TASK TO COMPLETE - The lines from the top of the records below through the one containing "Tag every instance of the white hair" are to be transcribed exactly, and nothing else is to be added.

INFORMATION PROVIDED -
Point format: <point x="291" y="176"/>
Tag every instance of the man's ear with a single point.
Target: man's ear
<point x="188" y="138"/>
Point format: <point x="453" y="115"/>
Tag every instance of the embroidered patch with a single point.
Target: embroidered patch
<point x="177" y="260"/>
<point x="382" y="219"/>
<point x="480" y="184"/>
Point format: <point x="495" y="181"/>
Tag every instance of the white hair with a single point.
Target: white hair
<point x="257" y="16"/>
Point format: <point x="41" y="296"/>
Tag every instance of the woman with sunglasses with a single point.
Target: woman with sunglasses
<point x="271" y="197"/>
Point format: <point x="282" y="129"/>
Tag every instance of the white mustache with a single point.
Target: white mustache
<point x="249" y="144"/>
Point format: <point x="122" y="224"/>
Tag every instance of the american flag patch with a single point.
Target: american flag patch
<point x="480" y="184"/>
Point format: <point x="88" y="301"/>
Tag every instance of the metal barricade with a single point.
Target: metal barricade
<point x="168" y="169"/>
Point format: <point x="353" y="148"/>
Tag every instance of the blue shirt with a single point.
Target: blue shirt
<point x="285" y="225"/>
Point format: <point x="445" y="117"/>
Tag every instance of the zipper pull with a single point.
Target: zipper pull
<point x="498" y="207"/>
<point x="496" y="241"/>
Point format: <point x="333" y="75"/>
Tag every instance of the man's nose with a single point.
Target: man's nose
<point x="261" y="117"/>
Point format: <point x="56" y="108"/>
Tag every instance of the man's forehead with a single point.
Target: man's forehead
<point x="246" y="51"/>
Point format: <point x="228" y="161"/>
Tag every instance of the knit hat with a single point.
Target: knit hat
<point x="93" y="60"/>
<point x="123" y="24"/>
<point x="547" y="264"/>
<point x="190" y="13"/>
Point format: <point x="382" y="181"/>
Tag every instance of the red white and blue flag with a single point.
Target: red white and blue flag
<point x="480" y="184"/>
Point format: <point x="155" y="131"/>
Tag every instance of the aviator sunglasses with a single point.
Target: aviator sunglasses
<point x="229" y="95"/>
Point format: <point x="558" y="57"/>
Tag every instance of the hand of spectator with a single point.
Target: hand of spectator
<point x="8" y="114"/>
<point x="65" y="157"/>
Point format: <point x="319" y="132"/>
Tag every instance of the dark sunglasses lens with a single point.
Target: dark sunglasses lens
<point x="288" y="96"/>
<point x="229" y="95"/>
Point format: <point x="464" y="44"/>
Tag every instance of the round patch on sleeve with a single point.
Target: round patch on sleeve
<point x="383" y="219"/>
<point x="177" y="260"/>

SOLUTION -
Point format: <point x="291" y="176"/>
Tag every instance of the man's ear with a single point.
Target: man's ear
<point x="188" y="138"/>
Point format: <point x="453" y="115"/>
Tag every instance of the embroidered patch with a single point.
Target: embroidered patch
<point x="177" y="260"/>
<point x="382" y="219"/>
<point x="480" y="184"/>
Point format: <point x="495" y="181"/>
Tag every instance of the white hair with a single point.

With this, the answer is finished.